:: TEXT PROVIDED ::

Many universal spiritual truths and principles have helped people with many of the physical and mental problems that are being brought up in psychotherapy. After all, spiritual paths have been in existence more than 4000 years ago while psychotherapy was started by Sigmund Freud only 160 years ago.

Spiritual understanding reflects characteristics of love such as: mercy, kindness, unselfishness,   compassion, and forgiveness. It also can open avenues of wisdom, creativity, honesty, and integrity.

Among religious seekers truths reaching heights of spirituality are Buddha, Jesus, Mother Theresa, Martin Luther King, Mahatma Gandhi, Moses, the Dalai Lama, and Thomas Merton. Some other seekers who I believe were atheists or agnostics with a deep awareness of spiritual truths were Albert Einstein, Thomas Edison, Walt Whitman, and Socrates.

There are many practices, techniques as a way to bring on spiritual growth, among which are serving others, meditating, and intellectual readings and study.

I am by no means a scholar of religion or philosophy. But I have had the opportunity to read books, scriptures, and hear tape recordings from many cultures. I have attempted to extrapolate from the illumined and enlightened ones universal truths that can be very practical to add a dimension to problem solving.

How can the above be incorporated into the psychotherapy realm?

One technique that I often do before my client comes into my office is a brief meditation. This puts me in a peaceful mood. By empting my mind I become a better listener and have a better clarity and ideas as to what interventions I should or should not make.

Another private method in my spiritual toolbox is looking at my client and thinking and connecting silently with an uplifting truth that we both share. For example, we both embody an invisible goodness and love. An example of this internal understanding comes from my awareness of the greeting in ancient India where one Indian says to another Indian, “Namaste” and the other echoes the same greeting back. It means the soul of me greets the soul of you. Even in modern India this tradition continues. It is a tradition where one walker in the street saying “hello” to one about to pass him and the passerby repeating the same greeting. It can be vocal or done in silence.

Here are some examples of how I have brought into the session a spiritual reference to hopefully inspire the patient to move forward.

For a client to overcome impatience I might say: “Buddha is known to have said that the highest form of prayer is patience.”

:::
:: GIVEN INFORMATION ::

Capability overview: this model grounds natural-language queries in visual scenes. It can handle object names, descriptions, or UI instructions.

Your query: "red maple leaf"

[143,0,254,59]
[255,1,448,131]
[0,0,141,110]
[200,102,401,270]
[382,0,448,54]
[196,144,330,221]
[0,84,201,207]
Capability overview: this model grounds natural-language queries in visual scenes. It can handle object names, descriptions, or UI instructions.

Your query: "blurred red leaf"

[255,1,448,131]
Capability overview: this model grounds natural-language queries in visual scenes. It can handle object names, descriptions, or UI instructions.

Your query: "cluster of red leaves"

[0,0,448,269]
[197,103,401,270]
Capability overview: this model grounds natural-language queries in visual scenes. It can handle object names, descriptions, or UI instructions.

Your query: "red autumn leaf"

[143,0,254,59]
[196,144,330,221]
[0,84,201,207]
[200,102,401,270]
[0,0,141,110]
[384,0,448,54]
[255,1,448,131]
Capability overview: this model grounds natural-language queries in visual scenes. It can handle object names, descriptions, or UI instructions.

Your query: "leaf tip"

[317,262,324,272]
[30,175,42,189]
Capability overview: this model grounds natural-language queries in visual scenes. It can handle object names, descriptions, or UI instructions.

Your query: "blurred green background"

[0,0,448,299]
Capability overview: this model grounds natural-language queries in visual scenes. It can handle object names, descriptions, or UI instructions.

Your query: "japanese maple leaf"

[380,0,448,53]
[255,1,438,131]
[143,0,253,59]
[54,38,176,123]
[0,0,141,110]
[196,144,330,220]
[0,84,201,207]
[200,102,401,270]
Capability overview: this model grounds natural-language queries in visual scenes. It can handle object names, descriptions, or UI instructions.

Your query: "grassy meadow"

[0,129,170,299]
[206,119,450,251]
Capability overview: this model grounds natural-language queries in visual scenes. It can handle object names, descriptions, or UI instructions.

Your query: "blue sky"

:::

▶ ACTIVITIES:
**A.** Transcribe the passage on spirituality and psychotherapy from "Many universal spiritual" to "160 years ago.".
**B.** Continue the passage on spirituality in psychotherapy from where it stops.
The records have no connection to the text about spirituality in psychotherapy.

▶ LIST OF ANSWERS:
**A.**
Many universal spiritual truths and principles have helped people with many of the physical and mental problems that are being brought up in psychotherapy. After all, spiritual paths have been in existence more than 4000 years ago while psychotherapy was started by Sigmund Freud only 160 years ago.

**B.**
For a client trying to overcome criticism and judgment of others, I might quote the words of Sarada Devi, a sage from India: “My child, if you want peace of mind do not find fault in others. See your own faults instead. Learn to make the world your own. No one is a stranger. The whole world is yours.”

For a client who is having difficulty with a partner by being excessively needy, demanding and clinging, I may bring up a quote from the Lebanese poet, Kahil Gibran in his book The Prophet: “Let there be spaces in your togetherness and let the winds of the heavens dance between you, for the pillars of a temple stand apart, and the oak tree and the cypress grow not in each other’s shadow.”

For a client who is having difficulty as a result of having a selfish, distant, and abusive parent. If the client is ready to forgive, I may relate the story of Joseph and his brothers in the Old Testament of the Bible. Here Joseph forgave his brothers who had attempted to kill him many years ago. This is a powerful and very touching story. Another inspiring reference to forgiveness is the story in the New Testament of the Bible about the prodigal son.

For a client having problems controlling anger I may bring up words written by Pema Chodron, a current Buddhist mystic in her book, Practicing Peace in times of War. In the book she writes the following paragraph: "Have you ever had an itch--and not scratched it? In the Buddhist tradition this points to a vast paradox: that by refraining from our urge to "scratch," great peace and happiness is available. This passage by Pema Chodron is to encourage people to withhold out of control anger. This restraint allows the person time to calm down, and gives him or her the option of expressing the feelings in a loving way.